Stored data Start Marker

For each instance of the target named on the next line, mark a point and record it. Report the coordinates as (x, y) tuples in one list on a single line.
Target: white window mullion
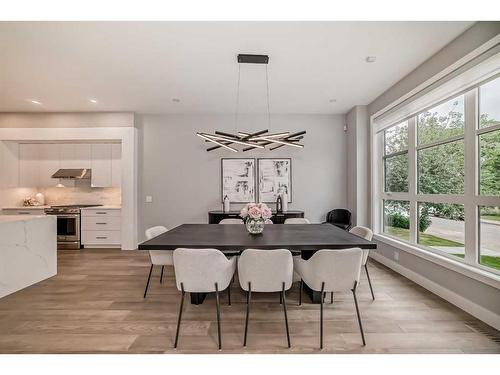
[(471, 178), (378, 182), (412, 177)]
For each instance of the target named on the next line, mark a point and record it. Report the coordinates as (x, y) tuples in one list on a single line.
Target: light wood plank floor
[(95, 305)]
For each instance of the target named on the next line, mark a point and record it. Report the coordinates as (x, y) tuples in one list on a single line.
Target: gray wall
[(465, 43), (184, 179), (358, 146), (473, 290)]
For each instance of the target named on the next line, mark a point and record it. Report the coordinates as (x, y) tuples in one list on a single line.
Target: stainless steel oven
[(68, 231), (68, 225)]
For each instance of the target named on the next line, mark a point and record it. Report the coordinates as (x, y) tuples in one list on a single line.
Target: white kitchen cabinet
[(49, 163), (101, 227), (9, 164), (116, 165), (101, 165), (29, 154), (24, 211), (75, 155)]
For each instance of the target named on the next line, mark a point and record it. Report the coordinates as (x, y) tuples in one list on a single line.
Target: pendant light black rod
[(274, 148), (290, 138), (295, 135), (235, 136)]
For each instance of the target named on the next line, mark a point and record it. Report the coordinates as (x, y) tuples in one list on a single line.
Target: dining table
[(305, 239)]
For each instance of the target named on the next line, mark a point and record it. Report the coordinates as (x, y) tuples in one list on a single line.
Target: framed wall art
[(238, 180), (274, 177)]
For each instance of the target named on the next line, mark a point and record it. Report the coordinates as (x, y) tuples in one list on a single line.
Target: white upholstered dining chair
[(158, 257), (265, 271), (367, 234), (332, 271), (203, 271)]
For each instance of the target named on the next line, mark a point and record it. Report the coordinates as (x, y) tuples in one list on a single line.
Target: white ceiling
[(142, 66)]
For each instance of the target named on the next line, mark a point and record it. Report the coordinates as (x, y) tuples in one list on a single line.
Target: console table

Stored data End Marker

- [What to do]
Skipping any images, write out all the data exactly.

- [Output]
For each instance of the target named on the next line, mark a point and record it. Report the coordinates as (x, y) tuples in one list on a single line.
Target: white window mullion
[(471, 178), (378, 182), (412, 177)]
For each instance of the target named on the next line, mark a point and record it. Report the coordinates as (x, y) tuples in one list on a single line.
Target: light wood plank floor
[(95, 305)]
For each instance of the target named on the next line, mark a point and record it. Report the coordinates as (x, y) tuples in one list on a single line.
Target: gray wall
[(465, 43), (184, 179), (358, 146), (473, 290)]
For each instance of the target named on the next line, mark a point and record it. Report the coordinates as (x, y) tuples in one list on a single line.
Target: stainless steel oven
[(68, 231), (68, 225)]
For each instance of the target named on the next line, mark a point and record it. Report the coordinates as (x, y) tuples in one list on a single line.
Target: white kitchen cabinet
[(49, 163), (101, 227), (9, 164), (116, 165), (101, 165), (29, 154), (24, 211), (75, 155)]
For each instance of the target named on the next line, mark a point and record it. Report the coordinates as (x, y) tuples in one list on a single line.
Target: pendant light black rod
[(274, 148), (290, 138), (295, 135), (235, 136)]
For each instance of the target named on the next line, mark a point and record it. Report the coordinates as (x, y) tuples in one list on a single line.
Target: dining table
[(305, 239)]
For each instance of the target named on the next line, mark a point and record it. Report the coordinates as (x, y) tuples in one list on a single line.
Target: framed wall art
[(238, 180), (274, 177)]
For each instance of the target named on the next line, mark a point and record it. Report the coordinates as (x, y) tuples in one list on a single line.
Target: white upholstered dining chair
[(158, 257), (265, 271), (367, 234), (332, 271), (203, 271)]
For each instance of the target named on the next line, mark a point and record it. Report the coordinates as (x, y) tuples in one list on a single line.
Target: white ceiling
[(142, 66)]
For each instance of the target named on the next line, mark a point and record it. Report the coordinates as (x, y) tuples in one list on a single line.
Target: console table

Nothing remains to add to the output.